_Exercises:_
a. According to the passage on diffusion and organism size, what happens to the surface area to volume ratio as organisms get bigger?
b. Pick up the passage on diffusion and organism size after its final sentence and continue it.

_Exercise passage:_
━━━━━━━━━━━━━━━━━━━━

In a small, single celled organism such as an amoeba, simple diffusion is enough to supply the needs of the cell. Useful substances can diffuse in from the surroundings and waste products can diffuse out fast enough for the organism to survive successfully.
However, as organisms get bigger the surface area to volume ratio changes. It gets smaller. As a result simple diffusion is no longer enough. There is not a big enough surface area for diffusion to take place over, particularly in active organisms. Food and oxygen cannot reach the cells fast enough to supply cellular respiration. The waste products cannot be removed fast enough to prevent them damaging the cells. A transport system is needed.
In a single celled organism, all the characteristic functions of life take place in the same cell. In contrast large multicellular organisms have many layers of organisation. There are different types of specialised cells, adapted to carry out particular functions in the body eg muscle cells, epithelial cells. These cells are found in groups known as tissues, where many similar specialised cells work together to carry out a function in the body. Muscle tissue and glandular tissue are two well known examples.

━━━━━━━━━━━━━━━━━━━━

[Items excerpted from a collection]
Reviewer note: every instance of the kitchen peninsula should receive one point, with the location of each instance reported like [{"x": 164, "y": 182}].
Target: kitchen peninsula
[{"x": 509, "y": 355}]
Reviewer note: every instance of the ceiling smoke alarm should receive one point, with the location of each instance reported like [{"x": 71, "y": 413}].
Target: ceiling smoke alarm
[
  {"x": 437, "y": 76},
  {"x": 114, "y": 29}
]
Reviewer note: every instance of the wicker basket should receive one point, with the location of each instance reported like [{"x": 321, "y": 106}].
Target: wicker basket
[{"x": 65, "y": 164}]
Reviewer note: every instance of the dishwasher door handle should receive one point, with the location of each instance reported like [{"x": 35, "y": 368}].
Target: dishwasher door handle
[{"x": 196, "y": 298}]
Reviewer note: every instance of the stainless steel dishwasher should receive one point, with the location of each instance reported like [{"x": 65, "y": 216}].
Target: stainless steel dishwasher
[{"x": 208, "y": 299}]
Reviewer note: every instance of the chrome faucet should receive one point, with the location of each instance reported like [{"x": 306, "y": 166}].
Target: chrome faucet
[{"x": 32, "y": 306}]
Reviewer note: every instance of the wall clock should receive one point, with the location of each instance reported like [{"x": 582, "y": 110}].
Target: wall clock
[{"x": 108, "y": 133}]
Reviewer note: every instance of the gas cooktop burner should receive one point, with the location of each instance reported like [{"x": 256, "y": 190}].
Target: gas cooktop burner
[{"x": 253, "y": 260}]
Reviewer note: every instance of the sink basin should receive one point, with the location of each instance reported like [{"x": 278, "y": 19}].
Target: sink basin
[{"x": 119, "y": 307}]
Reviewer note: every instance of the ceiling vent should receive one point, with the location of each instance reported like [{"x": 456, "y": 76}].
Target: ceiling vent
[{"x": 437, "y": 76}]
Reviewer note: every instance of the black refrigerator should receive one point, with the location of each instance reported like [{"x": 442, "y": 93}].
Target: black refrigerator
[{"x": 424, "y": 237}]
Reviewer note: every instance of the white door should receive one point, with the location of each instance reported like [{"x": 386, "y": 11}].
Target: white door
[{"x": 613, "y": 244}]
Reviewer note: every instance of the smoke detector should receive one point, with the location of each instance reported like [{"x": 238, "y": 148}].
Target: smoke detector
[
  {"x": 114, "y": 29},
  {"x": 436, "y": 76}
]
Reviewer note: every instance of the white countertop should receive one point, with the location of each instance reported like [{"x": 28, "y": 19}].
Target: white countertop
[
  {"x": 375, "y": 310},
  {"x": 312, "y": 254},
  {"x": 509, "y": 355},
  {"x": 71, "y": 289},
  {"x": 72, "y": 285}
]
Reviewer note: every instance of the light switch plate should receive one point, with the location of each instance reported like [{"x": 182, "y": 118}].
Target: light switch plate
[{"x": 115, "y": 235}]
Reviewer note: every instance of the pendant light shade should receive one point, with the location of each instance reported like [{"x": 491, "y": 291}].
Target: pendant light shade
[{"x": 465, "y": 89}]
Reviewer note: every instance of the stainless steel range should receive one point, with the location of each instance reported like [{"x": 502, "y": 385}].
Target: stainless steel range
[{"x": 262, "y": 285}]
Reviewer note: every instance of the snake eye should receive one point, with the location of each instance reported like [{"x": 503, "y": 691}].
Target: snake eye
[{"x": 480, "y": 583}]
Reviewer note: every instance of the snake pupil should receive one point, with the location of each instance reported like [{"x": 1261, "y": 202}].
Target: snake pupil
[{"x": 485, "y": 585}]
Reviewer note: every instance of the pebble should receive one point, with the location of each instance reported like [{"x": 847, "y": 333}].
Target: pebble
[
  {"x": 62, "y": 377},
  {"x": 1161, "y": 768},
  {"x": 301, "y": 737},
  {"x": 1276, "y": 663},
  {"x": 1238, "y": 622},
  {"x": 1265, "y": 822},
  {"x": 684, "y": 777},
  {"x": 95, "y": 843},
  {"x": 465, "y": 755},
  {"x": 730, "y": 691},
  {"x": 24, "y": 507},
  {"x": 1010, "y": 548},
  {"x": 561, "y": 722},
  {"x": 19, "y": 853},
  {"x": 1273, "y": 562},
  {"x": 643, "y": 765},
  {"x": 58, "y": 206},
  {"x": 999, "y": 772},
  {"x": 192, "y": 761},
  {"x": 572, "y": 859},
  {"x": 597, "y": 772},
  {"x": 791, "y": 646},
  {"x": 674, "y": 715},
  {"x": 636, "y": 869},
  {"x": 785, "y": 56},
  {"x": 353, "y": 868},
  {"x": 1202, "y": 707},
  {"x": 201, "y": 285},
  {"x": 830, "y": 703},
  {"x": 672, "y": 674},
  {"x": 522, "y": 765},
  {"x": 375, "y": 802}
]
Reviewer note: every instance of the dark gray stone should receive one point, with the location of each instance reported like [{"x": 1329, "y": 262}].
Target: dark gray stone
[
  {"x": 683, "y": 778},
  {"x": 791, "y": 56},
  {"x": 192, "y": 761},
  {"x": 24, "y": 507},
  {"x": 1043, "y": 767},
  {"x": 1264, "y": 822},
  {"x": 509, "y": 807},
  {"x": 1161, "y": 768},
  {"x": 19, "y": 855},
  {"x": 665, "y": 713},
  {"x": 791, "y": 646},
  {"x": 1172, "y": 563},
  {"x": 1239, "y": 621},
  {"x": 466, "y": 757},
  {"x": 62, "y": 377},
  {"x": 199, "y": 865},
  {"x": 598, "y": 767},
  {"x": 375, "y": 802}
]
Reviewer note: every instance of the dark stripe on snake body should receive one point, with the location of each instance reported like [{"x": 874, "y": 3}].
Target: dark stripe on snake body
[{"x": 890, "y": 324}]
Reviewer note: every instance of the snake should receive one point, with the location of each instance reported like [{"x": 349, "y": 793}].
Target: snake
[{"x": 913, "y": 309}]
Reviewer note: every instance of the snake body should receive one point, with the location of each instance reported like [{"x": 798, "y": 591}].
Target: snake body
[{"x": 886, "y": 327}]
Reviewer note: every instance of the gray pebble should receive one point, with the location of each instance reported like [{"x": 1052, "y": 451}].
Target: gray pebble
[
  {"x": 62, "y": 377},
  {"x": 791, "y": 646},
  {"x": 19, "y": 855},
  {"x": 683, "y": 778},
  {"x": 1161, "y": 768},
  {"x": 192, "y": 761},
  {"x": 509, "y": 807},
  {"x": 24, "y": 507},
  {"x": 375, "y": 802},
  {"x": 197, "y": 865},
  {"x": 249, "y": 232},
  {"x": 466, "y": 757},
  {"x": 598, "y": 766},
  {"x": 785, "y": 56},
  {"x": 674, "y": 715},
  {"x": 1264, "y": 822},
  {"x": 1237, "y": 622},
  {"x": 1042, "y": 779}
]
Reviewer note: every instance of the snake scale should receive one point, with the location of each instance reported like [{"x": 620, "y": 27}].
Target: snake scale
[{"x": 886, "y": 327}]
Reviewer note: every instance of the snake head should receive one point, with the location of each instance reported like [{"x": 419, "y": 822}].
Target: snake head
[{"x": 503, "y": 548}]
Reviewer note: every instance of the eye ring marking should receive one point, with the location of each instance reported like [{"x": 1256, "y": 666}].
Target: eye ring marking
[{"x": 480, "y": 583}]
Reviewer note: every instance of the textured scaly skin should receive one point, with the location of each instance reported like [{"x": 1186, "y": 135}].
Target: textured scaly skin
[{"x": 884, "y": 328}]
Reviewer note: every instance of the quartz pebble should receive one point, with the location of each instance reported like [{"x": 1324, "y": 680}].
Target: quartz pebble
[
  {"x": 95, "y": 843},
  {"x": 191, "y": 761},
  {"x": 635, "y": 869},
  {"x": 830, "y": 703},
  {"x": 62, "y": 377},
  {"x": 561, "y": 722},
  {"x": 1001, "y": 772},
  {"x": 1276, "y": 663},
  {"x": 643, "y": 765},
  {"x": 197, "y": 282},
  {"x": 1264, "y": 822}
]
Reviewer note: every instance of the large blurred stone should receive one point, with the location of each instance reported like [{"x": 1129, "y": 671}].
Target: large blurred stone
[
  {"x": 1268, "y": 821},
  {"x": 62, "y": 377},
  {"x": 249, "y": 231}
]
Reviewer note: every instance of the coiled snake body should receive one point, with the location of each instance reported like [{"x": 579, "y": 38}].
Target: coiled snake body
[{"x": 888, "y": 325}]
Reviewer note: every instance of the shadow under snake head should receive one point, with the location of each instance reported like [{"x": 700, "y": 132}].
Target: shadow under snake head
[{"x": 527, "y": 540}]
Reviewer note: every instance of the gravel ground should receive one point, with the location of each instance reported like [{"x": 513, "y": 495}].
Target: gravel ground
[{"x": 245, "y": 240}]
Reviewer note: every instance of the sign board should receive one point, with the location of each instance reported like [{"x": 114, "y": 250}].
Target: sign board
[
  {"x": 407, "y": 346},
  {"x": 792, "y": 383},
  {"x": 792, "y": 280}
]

━━━━━━━━━━━━━━━━━━━━

_Exercise answers:_
a. It gets smaller.

b.
Often several tissues are found together making an organ. Each organ carries out a specific function in the body eg the heart, the stomach or the pancreas. Organs may work together to form an organ system carrying out the various stages of one major function - eg the cardiovascular system which acts as the transport system of the body or the digestive system which breaks down food.
Eventually all of the organ systems come together to form the entire organism.